- _EXCERPTED TEXT_
··········
I came across a lot of literature that uses 30x reads as a good coverage depth for NGS. But then I read up on Broad's NGS intro where they used "high-pass: 30x; low-pass: 4x; exon capture:150x". Not sure when the intro note was written, so no idea how relevant those numbers are to HiSeq 2000 machine.
Q1. how do they come up with those numbers? (anything to do with their Bayesian model-based SNP calling ?)
Q2. how are those numbers related to detecting rare SNPs in a small pool of sample? Say, I want to find out a SNP whose population-based occurrence is between 0.1-0.01%. I only have a handful of individual samples (say 20). Should I adjust the coverage depth (say, from 30x to 100x) in order to detect with high confidence the SNP of interest?
Some digging around in google and pubmed does not really help me find the answers. Any help/reference will be greatly appreciated. Thank you.
not sure if my clarification is needed as the "consensus" seems to be, as Obi pointed out, less about statistics but more about cost effectiveness. But here is my real situation -
not about tumor samples, but about an uncommon (but not rare) hereditary disease. we are to sequence only patients and their immediate family members. In this case, my understanding is "sample size" may not be as important as we are directly targeting patients population, who presumably carry the mutations of interest. Is it correct to assume in this case, coverage depth is not as a big issue as that in a population-based study?
··········
- _CHECK YOUR UNDERSTANDING_
**A)** What coverage depths does the thread on NGS coverage depth say Broad's NGS intro used, and for which kind of sequencing is each one?
**B)** Can you transcribe word for word the part of the thread on NGS coverage depth that opens with the words containing "I came across" and closes with "SNP calling ?)"?

- _DATA RECORDS_
··········
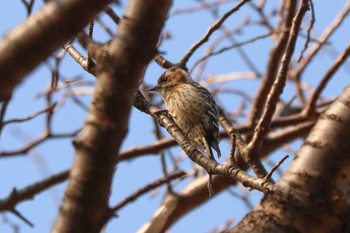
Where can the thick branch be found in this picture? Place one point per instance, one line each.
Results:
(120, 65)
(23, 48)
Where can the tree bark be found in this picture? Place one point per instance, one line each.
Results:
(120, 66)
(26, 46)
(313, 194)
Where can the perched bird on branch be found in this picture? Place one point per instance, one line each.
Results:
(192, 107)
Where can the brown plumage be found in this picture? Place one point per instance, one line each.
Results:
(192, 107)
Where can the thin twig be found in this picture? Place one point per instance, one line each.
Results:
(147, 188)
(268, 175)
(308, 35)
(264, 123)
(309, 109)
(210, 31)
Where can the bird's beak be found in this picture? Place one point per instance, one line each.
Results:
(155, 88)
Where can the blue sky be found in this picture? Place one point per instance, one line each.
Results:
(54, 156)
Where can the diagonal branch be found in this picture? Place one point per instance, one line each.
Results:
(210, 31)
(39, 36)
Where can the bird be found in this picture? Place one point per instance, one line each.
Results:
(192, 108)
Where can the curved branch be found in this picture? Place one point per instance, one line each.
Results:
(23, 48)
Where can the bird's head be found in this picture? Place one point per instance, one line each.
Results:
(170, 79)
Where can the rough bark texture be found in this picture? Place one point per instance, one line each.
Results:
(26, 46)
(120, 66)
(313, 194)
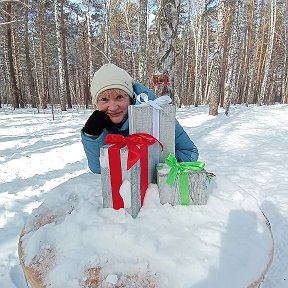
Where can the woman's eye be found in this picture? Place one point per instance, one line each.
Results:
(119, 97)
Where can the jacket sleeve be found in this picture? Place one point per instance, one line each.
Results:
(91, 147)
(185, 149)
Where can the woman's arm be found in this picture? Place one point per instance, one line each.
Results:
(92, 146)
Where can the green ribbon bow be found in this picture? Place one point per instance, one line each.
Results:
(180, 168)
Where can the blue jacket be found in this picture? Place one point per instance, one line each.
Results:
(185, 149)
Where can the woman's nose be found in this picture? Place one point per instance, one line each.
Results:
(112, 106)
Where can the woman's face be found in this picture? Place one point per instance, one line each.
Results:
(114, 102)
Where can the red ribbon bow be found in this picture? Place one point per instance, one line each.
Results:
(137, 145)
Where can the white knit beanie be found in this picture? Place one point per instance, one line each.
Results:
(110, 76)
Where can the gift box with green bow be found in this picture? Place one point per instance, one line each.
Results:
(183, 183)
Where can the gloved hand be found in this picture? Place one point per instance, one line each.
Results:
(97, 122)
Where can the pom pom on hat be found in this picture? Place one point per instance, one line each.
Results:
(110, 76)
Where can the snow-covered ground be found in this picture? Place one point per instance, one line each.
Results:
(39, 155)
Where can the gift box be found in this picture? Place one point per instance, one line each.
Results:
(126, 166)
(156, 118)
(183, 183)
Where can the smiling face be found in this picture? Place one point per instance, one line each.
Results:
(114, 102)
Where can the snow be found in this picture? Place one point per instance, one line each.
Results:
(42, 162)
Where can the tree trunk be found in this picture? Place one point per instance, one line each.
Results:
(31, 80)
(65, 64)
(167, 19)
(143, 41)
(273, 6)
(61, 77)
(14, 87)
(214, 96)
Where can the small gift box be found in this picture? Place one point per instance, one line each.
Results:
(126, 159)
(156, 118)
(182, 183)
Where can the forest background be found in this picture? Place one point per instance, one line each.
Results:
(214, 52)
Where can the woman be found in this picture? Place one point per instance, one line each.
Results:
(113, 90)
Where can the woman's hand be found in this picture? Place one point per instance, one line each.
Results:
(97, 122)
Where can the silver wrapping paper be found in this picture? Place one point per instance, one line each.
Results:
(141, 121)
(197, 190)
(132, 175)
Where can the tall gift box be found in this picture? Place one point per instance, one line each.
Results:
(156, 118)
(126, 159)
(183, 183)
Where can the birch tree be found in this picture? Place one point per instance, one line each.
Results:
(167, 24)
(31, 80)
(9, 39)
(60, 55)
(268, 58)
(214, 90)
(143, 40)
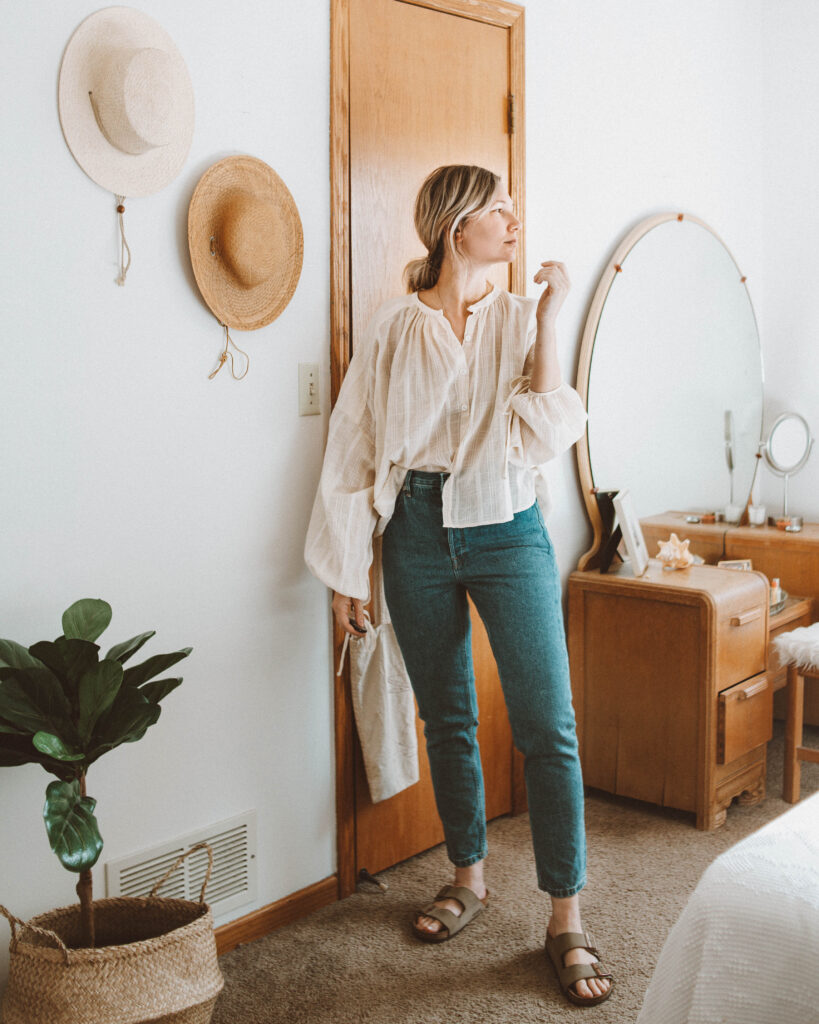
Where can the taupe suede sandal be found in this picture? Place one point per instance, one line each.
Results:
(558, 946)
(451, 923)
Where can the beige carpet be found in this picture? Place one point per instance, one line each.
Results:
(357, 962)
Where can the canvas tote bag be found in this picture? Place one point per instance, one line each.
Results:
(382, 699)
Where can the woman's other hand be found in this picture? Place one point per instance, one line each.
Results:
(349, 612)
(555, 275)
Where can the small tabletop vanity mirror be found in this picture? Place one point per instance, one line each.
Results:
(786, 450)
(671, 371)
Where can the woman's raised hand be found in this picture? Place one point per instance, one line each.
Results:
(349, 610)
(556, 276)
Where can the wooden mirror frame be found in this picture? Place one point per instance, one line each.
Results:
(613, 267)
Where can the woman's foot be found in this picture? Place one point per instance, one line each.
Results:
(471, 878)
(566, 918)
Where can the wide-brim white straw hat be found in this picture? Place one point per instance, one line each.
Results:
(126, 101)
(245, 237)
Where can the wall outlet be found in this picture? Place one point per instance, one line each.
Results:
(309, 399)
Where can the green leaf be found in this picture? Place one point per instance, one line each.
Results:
··········
- _TASK RESULTS_
**A)**
- High-pass: 30x
- Low-pass: 4x
- Exon capture: 150x

**B)**
I came across a lot of literature that uses 30x reads as a good coverage depth for NGS. But then I read up on Broad's NGS intro where they used "high-pass: 30x; low-pass: 4x; exon capture:150x". Not sure when the intro note was written, so no idea how relevant those numbers are to HiSeq 2000 machine.
Q1. how do they come up with those numbers? (anything to do with their Bayesian model-based SNP calling ?)